● Object location annotation data:
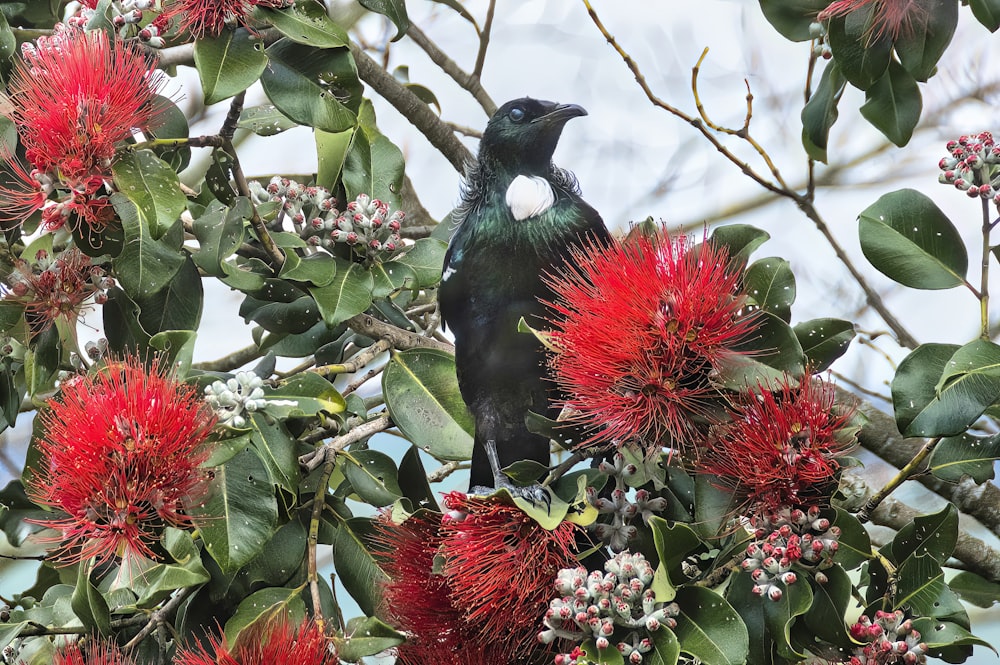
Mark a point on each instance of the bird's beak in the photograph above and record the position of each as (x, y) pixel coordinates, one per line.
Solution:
(562, 113)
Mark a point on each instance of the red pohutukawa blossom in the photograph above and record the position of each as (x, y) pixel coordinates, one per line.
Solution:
(495, 565)
(94, 652)
(781, 447)
(75, 96)
(210, 17)
(890, 18)
(55, 288)
(500, 564)
(639, 329)
(120, 450)
(274, 642)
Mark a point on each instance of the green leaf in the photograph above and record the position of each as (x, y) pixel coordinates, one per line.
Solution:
(920, 588)
(709, 628)
(144, 265)
(152, 185)
(970, 587)
(986, 12)
(355, 565)
(373, 164)
(228, 64)
(265, 120)
(825, 617)
(331, 153)
(425, 258)
(792, 18)
(303, 394)
(314, 87)
(823, 341)
(348, 293)
(940, 389)
(740, 240)
(239, 514)
(928, 535)
(394, 10)
(421, 393)
(820, 112)
(910, 240)
(367, 638)
(920, 47)
(862, 54)
(965, 455)
(893, 104)
(261, 607)
(770, 285)
(372, 475)
(780, 614)
(88, 603)
(306, 23)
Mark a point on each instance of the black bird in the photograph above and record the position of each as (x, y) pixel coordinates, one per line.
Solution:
(520, 216)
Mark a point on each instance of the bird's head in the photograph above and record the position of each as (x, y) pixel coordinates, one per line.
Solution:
(523, 133)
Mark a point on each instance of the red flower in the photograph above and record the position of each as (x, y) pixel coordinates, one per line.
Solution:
(76, 97)
(54, 289)
(120, 451)
(94, 653)
(209, 17)
(500, 564)
(639, 329)
(781, 447)
(275, 642)
(889, 17)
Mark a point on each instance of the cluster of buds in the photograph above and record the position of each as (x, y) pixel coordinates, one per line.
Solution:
(365, 224)
(244, 393)
(888, 640)
(970, 166)
(784, 539)
(623, 511)
(597, 606)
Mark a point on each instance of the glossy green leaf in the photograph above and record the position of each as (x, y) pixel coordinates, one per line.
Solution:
(355, 565)
(373, 475)
(306, 23)
(986, 12)
(792, 18)
(893, 104)
(965, 455)
(314, 87)
(88, 603)
(709, 628)
(229, 63)
(780, 614)
(348, 293)
(421, 393)
(910, 240)
(770, 285)
(394, 10)
(145, 265)
(820, 113)
(152, 185)
(425, 258)
(263, 606)
(823, 341)
(368, 637)
(932, 535)
(373, 164)
(265, 120)
(925, 407)
(920, 47)
(303, 394)
(239, 513)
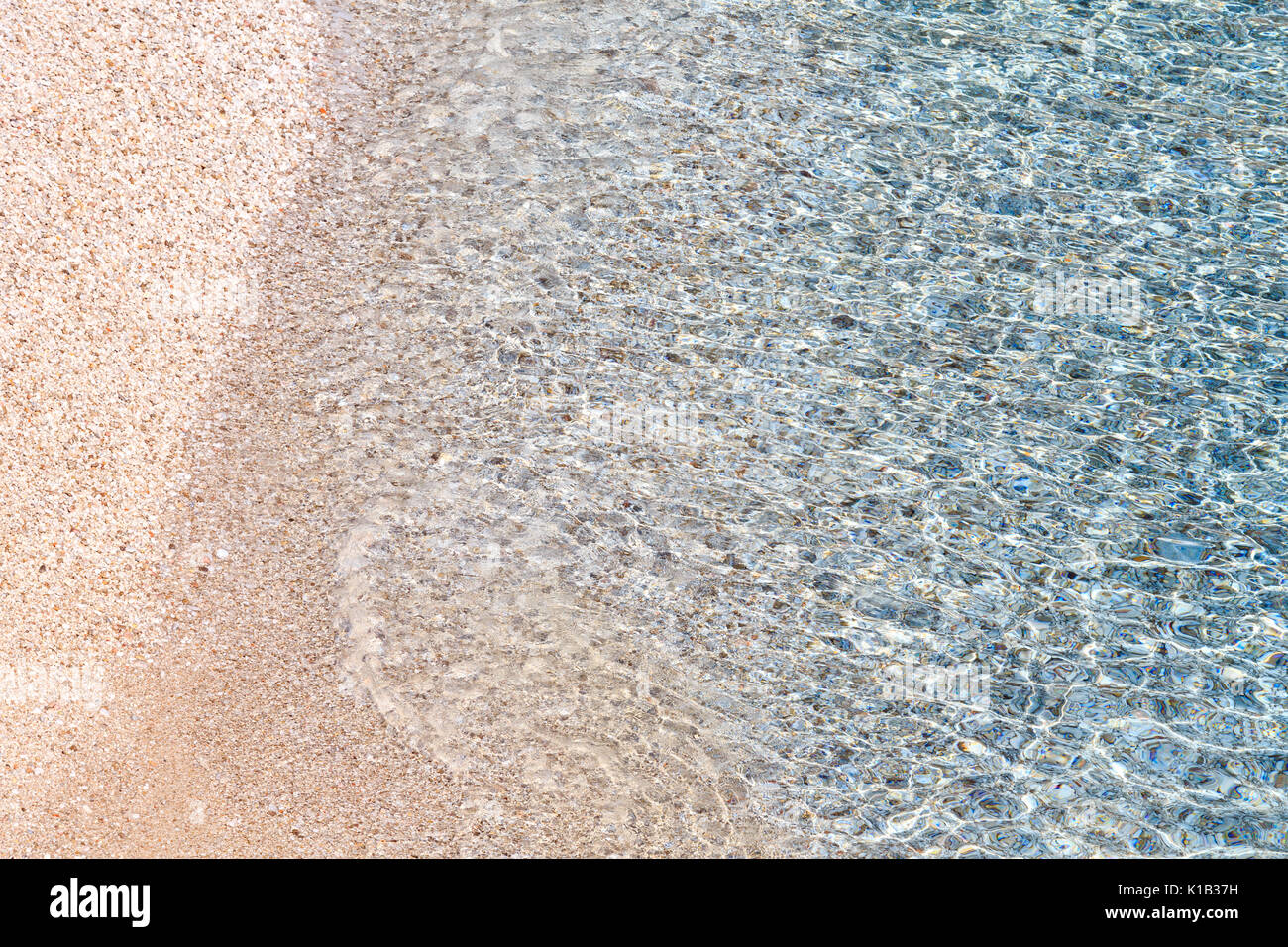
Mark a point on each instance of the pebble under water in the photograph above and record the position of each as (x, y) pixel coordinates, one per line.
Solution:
(729, 373)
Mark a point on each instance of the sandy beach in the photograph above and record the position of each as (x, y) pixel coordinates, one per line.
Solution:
(642, 428)
(168, 527)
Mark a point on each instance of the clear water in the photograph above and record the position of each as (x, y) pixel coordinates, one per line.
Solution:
(715, 360)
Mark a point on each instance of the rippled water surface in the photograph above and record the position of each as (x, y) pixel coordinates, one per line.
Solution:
(719, 361)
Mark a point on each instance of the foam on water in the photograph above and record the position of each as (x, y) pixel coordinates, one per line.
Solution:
(721, 364)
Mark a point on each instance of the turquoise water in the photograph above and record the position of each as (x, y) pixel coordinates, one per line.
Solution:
(871, 410)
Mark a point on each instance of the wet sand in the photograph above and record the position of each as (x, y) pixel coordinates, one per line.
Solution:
(205, 583)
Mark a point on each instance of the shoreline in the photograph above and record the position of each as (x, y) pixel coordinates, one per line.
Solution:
(230, 728)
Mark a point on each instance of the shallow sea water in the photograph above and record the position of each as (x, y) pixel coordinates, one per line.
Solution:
(721, 361)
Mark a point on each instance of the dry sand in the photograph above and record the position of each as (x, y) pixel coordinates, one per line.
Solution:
(172, 223)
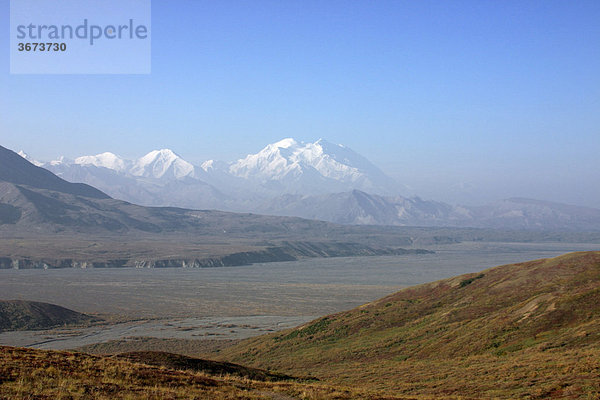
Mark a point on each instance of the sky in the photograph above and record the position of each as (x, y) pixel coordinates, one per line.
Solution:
(461, 101)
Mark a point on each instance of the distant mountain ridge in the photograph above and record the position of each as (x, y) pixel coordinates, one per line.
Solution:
(362, 208)
(317, 180)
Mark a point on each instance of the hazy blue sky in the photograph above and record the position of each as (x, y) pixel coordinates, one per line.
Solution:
(464, 101)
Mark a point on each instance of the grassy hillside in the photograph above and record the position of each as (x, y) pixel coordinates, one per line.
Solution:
(39, 374)
(528, 330)
(25, 315)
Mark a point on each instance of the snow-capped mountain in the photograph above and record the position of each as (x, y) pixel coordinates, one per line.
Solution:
(288, 166)
(162, 164)
(316, 180)
(104, 160)
(31, 160)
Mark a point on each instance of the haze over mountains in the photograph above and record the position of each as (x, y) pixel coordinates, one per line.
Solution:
(316, 180)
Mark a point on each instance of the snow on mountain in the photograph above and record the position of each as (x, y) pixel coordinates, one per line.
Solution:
(31, 160)
(162, 164)
(105, 160)
(60, 161)
(299, 167)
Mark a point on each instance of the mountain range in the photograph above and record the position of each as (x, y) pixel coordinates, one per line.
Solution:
(317, 180)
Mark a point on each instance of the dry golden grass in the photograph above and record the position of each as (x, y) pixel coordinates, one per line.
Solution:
(529, 330)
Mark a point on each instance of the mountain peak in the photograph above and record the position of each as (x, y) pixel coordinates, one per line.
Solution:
(104, 160)
(163, 163)
(317, 167)
(284, 143)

● GIVEN TASK: Only the lines from the one containing "Mark a point on each instance of the sky" to the end of the listing belong in the output, each reproduced exactly.

● OUTPUT:
Mark a point on each instance of the sky in the photograph above and record the position of each as (x, y) pixel coordinates, one per line.
Solution:
(461, 101)
Mark a point on each instance of the distant mountain ridge in the photograph above and record the position of each as (x, y) pixel coordinates, one per line.
Solution:
(362, 208)
(317, 180)
Mark a point on each instance of the hazy blue sky in the photograph above and record the position of each as (x, y) pixel coordinates, one per line.
Solution:
(464, 101)
Mark a point on each instance of the grassy hillside in the photograph above and record the position of each as (x, y) pixel coordinates, one per line.
Solution:
(39, 374)
(528, 330)
(25, 315)
Mark a point on each instance of the snow-capped mountain in the photograph above and record the position of each as (x, y) pixel coordinates, one per line.
Solution:
(288, 166)
(162, 164)
(316, 180)
(104, 160)
(31, 160)
Mark a point on each instance of the haze over mountains in the photograph above and record the position of each as (x, y) pixel coordinates, one per line.
Solution:
(316, 180)
Mark a point on each instance of the snow on mountain in the photograph above and record the position of each as (x, y) pixel coordinates, one per line.
Solution:
(31, 160)
(162, 164)
(105, 160)
(60, 161)
(299, 167)
Mark a point on each instance of the mountain range in the photograph above and record the position of each as (x, y) pixel coordinates, one per line.
Solution:
(317, 180)
Mark a point on each instance of the dry golden grass in the photograph above and record the position of each as (x, y) pixel coordinates, one per line.
Solution:
(529, 330)
Mark a point on each instance of the mountain peak in the photograph above and record the position of each as (x, y) pixel coordinates, one per line.
Solution:
(104, 160)
(163, 163)
(317, 167)
(284, 143)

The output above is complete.